**Directive:** Render the records between the lines holding "Category: green tree" and "[0,131,630,203]", inclusive, as a two-column CSV with the header input,output. Give one row per record, with the record's text under input and its answer under output, each in a single quoted field with line breaks replaced by spaces.

**Source records:**
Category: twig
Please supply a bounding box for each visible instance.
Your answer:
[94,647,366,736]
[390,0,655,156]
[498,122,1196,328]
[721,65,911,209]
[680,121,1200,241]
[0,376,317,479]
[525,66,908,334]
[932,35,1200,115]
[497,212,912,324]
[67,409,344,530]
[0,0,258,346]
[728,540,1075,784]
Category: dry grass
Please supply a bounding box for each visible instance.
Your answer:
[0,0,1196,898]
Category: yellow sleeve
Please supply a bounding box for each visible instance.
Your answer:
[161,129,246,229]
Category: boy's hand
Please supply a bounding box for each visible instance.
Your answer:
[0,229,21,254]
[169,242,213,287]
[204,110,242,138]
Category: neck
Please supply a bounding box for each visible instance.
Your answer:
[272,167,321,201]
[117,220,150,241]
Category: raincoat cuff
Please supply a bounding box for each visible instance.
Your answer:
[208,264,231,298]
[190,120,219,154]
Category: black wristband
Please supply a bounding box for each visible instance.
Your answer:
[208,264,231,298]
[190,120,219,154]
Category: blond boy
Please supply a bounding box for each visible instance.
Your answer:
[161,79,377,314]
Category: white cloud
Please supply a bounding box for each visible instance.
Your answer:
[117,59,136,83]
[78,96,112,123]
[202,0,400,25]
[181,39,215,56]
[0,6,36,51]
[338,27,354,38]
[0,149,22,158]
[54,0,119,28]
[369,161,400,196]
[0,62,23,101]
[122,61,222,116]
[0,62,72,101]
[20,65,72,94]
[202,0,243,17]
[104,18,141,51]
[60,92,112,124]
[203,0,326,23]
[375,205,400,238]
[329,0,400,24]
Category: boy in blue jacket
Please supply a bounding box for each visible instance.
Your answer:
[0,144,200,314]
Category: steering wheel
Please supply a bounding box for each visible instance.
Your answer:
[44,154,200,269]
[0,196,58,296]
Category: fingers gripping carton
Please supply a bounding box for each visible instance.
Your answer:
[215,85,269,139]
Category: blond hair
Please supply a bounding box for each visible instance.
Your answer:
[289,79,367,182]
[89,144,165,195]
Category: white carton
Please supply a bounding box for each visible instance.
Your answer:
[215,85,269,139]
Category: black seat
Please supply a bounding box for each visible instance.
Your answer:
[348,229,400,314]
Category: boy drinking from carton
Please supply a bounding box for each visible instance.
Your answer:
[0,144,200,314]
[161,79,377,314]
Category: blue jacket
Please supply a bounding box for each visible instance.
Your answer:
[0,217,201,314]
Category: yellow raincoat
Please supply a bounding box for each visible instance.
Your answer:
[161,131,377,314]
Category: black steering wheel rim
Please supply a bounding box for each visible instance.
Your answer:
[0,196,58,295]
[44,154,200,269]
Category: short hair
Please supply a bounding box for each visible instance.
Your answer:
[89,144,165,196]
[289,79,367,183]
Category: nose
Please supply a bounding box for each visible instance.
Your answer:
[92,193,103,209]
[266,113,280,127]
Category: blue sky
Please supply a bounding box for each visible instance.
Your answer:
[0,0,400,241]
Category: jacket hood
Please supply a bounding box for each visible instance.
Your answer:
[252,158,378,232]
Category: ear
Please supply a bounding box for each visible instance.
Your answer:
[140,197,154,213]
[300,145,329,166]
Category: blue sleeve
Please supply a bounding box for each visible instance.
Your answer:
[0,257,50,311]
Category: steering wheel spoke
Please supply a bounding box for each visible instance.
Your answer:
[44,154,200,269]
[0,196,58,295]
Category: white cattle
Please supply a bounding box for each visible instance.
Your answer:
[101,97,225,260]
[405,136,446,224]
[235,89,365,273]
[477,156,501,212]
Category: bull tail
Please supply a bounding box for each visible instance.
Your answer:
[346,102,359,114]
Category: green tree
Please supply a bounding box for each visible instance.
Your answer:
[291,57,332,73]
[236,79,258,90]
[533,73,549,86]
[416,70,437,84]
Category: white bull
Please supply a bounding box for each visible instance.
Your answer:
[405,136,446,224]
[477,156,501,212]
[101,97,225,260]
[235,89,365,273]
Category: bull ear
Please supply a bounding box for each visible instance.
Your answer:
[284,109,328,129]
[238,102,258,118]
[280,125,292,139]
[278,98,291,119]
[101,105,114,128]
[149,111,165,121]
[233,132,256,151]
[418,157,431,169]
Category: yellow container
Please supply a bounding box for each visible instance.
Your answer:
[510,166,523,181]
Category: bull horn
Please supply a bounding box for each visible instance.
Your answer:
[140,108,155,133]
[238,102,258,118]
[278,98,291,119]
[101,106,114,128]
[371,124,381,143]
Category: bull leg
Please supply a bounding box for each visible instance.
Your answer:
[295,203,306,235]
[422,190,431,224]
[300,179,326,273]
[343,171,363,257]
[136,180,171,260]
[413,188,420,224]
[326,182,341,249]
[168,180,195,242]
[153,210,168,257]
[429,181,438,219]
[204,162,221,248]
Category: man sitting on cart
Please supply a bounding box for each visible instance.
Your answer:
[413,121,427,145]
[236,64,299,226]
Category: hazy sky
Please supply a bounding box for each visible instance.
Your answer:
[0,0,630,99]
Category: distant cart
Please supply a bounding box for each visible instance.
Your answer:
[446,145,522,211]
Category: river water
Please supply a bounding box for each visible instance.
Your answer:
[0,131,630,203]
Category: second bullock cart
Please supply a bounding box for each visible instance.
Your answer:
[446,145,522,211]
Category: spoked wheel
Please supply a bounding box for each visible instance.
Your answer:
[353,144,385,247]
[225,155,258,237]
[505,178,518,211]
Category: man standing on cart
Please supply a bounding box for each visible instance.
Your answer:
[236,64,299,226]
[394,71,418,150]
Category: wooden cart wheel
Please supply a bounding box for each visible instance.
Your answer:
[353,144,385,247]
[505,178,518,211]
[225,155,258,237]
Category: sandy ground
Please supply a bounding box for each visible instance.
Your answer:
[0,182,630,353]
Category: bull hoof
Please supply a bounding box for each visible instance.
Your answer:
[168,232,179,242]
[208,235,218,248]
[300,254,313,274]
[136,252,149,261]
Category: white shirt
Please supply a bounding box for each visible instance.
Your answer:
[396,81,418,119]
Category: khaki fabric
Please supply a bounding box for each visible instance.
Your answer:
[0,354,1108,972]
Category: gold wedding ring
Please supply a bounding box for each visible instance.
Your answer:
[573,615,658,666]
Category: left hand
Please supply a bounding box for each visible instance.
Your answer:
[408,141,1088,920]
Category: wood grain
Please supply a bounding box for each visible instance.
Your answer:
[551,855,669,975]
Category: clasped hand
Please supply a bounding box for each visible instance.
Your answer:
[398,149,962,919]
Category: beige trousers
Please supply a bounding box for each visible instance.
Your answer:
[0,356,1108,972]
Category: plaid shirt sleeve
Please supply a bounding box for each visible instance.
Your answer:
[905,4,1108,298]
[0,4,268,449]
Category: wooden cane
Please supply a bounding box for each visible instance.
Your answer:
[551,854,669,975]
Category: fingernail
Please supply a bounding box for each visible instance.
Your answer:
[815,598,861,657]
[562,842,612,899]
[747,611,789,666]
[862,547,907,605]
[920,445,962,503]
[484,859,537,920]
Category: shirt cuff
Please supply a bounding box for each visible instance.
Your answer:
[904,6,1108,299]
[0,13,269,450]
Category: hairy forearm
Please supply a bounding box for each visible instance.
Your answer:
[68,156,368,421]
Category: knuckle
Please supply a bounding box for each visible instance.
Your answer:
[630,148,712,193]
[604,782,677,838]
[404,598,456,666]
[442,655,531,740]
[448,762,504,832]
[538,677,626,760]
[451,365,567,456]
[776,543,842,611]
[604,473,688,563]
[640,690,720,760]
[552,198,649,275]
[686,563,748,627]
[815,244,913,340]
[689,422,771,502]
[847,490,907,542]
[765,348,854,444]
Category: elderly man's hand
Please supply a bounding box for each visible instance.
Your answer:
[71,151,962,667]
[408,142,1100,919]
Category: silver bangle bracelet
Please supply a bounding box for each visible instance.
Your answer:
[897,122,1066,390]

**The completed task:**
input,output
"Category: green tree Please supply a bounding box for each visible instance. Your answer:","[291,57,332,73] [236,79,258,90] [533,73,549,86] [416,70,437,84]"
"Category: white bull Please supply a bounding box for each visible instance. Your answer:","[405,136,446,224] [477,156,501,212] [101,97,225,260] [235,89,365,273]"
"Category: bull ear Please supply a bounding box for each visible instance. Your answer:","[284,109,328,129] [238,102,258,118] [280,125,292,139] [278,98,291,119] [101,105,114,128] [149,111,165,121] [233,132,256,151] [418,157,431,169]"
"Category: yellow container Please supply a bounding box for each visible instance. Your answer:","[510,166,523,181]"
"Category: bull horn Please supply a bounding box for each visible instance. Your answer:","[140,108,155,133] [238,102,258,118] [278,98,291,119] [101,106,114,128] [371,124,381,143]"
"Category: bull leg Please supply a bounding box for each visible instance. Your answer:","[295,203,306,235] [422,190,431,224] [300,179,326,273] [343,171,363,257] [136,180,171,260] [413,188,420,224] [326,182,341,249] [168,180,195,242] [153,210,168,257] [429,181,438,219] [204,162,221,248]"
"Category: man sitting on cart Please supply a bounding box for each visible instance. Your answer:","[413,121,427,145] [236,64,299,226]"
"Category: hazy sky Please supply a bounding box for each visible instance. Your answer:","[0,0,630,99]"
"Category: distant cart Please supply a bounding box for each visible instance. Your answer:","[446,145,522,211]"
"Category: river water Please supply a bounding box for each visible instance. Your answer:","[0,131,630,203]"